Vector and Tensor Formulation of Fundamentals

Co-ordinate systems:

Let (x\({}_{{1}}\), x\({}_{{2}}\), x\({}_{{3}})\) be a rectilinear, orthogonal coordinate system. The vector components of a point P are given by \(\vec{R}=\mathop{OP}\limits^{\to}=[x_{1},x_{2},x_{3}]\).

Let (u\({}_{{1}}\), u\({}_{{2}}\), u\({}_{{3}})\) be a curvilinear, orthogonal coordinate system. The co-ordinate surfaces are given by

$$\begin{array}[]{@{}l@{\,}c@{\,}l}u_{1}(x_{1},x_{2},x_{3})&=&const,\\ u_{2}(x_{1},x_{2},x_{3})&=&const,\\ u_{3}(x_{1},x_{2},x_{3})&=&const.\\ \end{array}$$

The intersection of two co-ordinate surfaces is a co-ordinate line.

- **Dataset section**:
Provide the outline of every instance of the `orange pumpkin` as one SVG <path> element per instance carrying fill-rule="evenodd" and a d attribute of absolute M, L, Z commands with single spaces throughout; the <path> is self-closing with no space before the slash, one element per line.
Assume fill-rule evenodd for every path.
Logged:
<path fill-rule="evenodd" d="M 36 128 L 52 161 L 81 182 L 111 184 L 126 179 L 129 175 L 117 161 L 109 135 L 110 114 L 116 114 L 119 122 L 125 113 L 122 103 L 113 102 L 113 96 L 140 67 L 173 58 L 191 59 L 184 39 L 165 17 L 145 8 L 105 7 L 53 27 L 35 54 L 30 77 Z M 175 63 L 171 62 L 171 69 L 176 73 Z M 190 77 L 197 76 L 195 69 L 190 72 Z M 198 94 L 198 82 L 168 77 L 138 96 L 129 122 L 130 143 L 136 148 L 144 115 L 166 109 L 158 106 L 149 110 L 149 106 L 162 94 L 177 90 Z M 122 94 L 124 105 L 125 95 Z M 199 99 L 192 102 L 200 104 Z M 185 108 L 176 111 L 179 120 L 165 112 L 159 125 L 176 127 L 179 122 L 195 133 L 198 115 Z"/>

- **Exercises to complete**:
1 – In the passage on coordinate systems, what does the intersection of two co-ordinate surfaces form?
2 – Resume the passage on coordinate systems, beginning right after its final sentence.
The material has no connection to the passage on coordinate systems.

- **In response**:
1 – A co-ordinate line.

2 –
Tangent vectors at co-ordinate lines:

$$\begin{array}[]{@{}l@{\,}c@{\,}l}\vec{R}_{1}&=&\displaystyle\frac{\partial\vec{R}}{\partial u_{1}}=\left[{\frac{\partial x_{1}}{\partial u_{1}}\;,\;\frac{\partial x_{2}}{\partial u_{1}}\;,\;\frac{\partial x_{3}}{\partial u_{1}}}\right]\,,\\ \vec{R}_{2}&=&\displaystyle\frac{\partial\vec{R}}{\partial u_{2}}=\left[{\frac{\partial...